:: WHAT YOU ARE ASKED TO DO ::
Starting from the line containing "stripe in this photo.", write out every remaining line exactly, the last one included.

:: Excerpt from a dataset ::
----

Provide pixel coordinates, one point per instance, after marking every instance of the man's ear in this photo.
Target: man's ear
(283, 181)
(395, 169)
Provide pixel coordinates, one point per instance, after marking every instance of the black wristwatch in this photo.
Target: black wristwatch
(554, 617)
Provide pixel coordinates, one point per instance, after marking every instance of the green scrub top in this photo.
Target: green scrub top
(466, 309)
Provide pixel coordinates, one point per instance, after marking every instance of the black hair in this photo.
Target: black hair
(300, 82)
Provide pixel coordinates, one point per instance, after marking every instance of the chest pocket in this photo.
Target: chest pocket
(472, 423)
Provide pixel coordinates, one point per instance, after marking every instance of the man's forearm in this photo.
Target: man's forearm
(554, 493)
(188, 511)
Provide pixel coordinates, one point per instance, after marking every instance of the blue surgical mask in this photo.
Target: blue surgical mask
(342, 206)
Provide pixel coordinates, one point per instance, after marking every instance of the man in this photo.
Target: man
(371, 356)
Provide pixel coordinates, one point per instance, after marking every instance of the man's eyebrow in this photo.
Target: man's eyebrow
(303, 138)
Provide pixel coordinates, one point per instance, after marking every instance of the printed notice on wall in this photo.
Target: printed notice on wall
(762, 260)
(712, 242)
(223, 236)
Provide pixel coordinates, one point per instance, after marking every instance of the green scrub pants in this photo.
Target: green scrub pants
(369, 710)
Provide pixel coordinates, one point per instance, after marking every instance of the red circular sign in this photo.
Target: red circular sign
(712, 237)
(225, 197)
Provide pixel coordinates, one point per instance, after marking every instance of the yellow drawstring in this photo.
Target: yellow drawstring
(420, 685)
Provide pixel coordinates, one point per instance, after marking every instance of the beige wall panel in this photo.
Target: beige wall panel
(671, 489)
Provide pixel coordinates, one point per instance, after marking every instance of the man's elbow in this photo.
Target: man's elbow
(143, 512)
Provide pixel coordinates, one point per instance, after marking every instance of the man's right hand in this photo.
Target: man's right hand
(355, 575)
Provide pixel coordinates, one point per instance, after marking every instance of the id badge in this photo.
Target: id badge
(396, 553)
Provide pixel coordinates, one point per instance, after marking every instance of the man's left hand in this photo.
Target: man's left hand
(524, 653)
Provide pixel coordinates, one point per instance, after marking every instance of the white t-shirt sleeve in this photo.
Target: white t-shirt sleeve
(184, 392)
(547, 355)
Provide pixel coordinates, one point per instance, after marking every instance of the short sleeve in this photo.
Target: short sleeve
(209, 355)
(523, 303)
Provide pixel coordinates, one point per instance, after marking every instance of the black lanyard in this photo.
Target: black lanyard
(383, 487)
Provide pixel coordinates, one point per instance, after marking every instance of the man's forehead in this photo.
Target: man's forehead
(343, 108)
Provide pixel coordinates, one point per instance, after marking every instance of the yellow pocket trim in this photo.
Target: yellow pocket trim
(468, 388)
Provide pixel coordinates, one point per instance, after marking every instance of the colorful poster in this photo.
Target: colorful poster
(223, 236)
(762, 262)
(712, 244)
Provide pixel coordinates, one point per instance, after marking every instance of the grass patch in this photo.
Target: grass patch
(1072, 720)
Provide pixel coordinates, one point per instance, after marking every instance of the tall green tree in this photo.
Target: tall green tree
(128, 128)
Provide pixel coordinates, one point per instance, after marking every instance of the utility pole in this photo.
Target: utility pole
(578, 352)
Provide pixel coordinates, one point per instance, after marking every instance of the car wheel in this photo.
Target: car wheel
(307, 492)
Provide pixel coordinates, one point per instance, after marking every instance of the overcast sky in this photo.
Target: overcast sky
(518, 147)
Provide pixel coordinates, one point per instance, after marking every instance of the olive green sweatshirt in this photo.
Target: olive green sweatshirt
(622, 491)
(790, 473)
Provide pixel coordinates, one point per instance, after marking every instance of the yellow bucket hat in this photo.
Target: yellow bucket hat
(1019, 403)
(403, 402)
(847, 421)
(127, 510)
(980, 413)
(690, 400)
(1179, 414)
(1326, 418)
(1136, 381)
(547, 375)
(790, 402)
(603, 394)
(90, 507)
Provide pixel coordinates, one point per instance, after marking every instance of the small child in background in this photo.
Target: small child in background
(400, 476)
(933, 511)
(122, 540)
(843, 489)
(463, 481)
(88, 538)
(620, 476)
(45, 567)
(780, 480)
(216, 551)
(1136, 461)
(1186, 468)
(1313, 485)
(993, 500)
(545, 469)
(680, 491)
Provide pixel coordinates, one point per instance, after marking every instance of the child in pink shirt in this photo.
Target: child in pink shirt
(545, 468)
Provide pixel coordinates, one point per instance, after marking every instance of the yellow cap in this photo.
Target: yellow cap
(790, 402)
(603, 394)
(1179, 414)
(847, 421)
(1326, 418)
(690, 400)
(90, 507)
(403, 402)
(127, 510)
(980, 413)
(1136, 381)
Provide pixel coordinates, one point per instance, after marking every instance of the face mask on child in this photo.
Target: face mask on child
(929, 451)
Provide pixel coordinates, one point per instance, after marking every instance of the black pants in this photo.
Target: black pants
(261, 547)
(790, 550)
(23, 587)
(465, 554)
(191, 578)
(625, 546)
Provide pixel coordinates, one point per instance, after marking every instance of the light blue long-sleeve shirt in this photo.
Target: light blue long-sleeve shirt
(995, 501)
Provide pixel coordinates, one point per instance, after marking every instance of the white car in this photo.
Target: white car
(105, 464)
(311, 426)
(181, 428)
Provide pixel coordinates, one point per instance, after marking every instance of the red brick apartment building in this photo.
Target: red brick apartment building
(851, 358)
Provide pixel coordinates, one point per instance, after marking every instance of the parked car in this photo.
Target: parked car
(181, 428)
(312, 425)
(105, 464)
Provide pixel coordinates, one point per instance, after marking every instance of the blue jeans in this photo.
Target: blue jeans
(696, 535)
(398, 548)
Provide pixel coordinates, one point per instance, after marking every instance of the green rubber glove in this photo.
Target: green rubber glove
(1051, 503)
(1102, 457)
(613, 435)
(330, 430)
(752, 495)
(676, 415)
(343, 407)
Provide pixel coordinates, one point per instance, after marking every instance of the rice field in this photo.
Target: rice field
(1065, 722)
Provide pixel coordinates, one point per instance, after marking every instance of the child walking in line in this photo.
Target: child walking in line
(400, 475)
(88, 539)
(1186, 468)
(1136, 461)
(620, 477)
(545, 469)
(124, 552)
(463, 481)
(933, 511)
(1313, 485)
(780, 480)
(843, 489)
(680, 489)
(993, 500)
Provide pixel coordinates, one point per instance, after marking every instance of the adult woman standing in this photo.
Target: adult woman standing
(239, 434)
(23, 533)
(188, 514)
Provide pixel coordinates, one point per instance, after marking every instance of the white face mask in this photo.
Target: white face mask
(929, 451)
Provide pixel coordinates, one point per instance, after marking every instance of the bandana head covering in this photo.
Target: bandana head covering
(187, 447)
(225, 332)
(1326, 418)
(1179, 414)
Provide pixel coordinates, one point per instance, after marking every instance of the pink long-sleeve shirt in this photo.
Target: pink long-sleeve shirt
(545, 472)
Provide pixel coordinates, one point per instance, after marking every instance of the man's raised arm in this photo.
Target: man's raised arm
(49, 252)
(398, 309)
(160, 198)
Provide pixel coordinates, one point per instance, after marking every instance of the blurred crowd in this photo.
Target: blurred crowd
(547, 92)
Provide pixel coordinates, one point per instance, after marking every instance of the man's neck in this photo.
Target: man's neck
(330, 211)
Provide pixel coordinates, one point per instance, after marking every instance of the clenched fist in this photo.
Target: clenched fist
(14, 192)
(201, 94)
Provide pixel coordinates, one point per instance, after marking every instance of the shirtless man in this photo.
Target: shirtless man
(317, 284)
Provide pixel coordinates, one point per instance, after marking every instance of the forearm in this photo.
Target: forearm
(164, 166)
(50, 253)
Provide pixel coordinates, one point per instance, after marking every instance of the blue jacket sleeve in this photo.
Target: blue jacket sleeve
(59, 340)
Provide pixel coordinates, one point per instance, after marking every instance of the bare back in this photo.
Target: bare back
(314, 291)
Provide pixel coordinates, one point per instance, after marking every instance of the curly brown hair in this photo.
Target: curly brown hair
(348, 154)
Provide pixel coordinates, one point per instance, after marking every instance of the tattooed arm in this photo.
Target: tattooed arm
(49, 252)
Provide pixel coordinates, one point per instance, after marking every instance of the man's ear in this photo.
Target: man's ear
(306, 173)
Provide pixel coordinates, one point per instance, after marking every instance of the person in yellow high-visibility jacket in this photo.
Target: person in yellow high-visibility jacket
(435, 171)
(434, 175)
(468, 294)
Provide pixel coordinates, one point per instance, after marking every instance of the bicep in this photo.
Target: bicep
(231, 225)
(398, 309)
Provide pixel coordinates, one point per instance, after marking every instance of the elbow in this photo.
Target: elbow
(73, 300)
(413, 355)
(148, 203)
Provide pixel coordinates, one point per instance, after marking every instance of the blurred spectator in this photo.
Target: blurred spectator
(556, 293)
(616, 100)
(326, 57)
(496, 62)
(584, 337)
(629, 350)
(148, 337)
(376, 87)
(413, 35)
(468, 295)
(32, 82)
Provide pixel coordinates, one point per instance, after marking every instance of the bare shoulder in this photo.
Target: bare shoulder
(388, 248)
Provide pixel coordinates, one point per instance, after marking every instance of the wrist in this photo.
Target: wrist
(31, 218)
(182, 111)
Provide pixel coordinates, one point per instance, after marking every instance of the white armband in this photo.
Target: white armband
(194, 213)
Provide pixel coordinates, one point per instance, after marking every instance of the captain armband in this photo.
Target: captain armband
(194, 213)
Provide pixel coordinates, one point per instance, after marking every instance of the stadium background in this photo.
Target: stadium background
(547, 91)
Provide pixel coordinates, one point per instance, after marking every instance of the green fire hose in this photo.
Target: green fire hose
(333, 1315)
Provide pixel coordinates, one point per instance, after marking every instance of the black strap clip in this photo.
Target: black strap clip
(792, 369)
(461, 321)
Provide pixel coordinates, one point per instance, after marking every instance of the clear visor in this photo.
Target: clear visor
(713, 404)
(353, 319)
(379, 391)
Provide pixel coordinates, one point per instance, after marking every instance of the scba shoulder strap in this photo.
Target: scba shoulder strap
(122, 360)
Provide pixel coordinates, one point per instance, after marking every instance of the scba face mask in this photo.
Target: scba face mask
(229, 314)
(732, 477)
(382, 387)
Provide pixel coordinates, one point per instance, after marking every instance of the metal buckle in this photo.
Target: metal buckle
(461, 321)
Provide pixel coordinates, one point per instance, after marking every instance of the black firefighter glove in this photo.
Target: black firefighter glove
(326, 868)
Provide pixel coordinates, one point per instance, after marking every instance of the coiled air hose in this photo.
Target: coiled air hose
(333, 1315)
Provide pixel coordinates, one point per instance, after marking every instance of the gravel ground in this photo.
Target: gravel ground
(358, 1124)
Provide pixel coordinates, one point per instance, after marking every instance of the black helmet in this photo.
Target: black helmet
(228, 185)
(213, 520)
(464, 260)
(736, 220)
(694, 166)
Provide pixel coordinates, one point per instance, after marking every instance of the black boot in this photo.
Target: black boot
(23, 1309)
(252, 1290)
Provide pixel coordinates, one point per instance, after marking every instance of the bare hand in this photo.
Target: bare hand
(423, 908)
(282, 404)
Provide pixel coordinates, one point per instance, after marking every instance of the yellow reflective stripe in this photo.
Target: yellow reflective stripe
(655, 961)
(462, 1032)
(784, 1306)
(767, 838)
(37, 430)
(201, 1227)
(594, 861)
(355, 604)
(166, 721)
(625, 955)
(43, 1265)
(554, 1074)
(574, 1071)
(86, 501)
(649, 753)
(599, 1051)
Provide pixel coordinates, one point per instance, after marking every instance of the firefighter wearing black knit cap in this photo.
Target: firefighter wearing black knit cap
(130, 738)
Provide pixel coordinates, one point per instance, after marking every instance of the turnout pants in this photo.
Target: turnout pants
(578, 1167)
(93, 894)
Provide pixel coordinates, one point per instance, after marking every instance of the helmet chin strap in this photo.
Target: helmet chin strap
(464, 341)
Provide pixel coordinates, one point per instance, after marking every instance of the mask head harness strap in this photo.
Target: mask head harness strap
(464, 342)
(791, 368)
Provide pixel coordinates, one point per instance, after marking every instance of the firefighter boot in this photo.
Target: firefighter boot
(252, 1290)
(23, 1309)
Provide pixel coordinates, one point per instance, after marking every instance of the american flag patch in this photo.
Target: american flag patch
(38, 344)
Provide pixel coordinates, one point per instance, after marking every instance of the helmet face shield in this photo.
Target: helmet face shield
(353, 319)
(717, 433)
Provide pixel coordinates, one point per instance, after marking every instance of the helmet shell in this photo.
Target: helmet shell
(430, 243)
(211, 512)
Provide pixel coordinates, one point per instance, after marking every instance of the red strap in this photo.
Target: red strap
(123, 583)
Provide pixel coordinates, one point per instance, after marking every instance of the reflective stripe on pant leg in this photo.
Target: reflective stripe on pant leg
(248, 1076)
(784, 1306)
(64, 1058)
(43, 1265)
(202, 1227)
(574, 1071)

----

:: REPLY ::
Provide pixel coordinates, one point per instance, after marking every instance of the yellow reflective stripe in this photo.
Target: yellow reflective stripe
(655, 961)
(462, 1032)
(784, 1306)
(767, 838)
(37, 430)
(201, 1227)
(594, 861)
(355, 604)
(166, 721)
(625, 955)
(43, 1265)
(554, 1074)
(574, 1071)
(86, 501)
(649, 753)
(599, 1051)
Provide pixel coordinates, one point per instance, after marking every instance of the firefighter wearing black knit cap in this photo.
Target: firefighter wearing black knit cap
(130, 738)
Provide pixel coordinates, one point per instance, after marking every instance of the turnout pants in this photo.
Target: turnout pants
(578, 1167)
(93, 894)
Provide pixel coordinates, one point per instance, after marking every instance of the helmet chin strap in this photo.
Target: helmet chin strap
(464, 341)
Provide pixel coordinates, one point per instance, after marking every instance of the mask head harness strap in this photo.
Target: mask head harness strap
(464, 342)
(791, 368)
Provide pixel coordinates, one point per instance, after marking every instance of the firefighter boot in this photo.
Target: firefighter boot
(252, 1290)
(23, 1309)
Provide pixel coordinates, one point per instance, after marking every instance of the american flag patch in this photo.
Target: american flag patch
(38, 344)
Provide pixel coordinates, one point per instance, after marking every instance of the helmet face shield in this photo.
Target: helmet face shield
(353, 319)
(717, 433)
Provide pixel coordinates, one point per instance, after marking every instance of the helmet shell in this photo.
Target: helmet shell
(430, 243)
(211, 512)
Provide pixel coordinates, one point per instance, after marking every instance of the red strap in this photo.
Target: red strap
(123, 583)
Provide pixel coordinates, one point per instance, after marking every instance of the reflective stripe on pant leg in this photo.
Target: reflective stripe on pant leg
(248, 1076)
(784, 1306)
(64, 1058)
(43, 1265)
(202, 1227)
(574, 1071)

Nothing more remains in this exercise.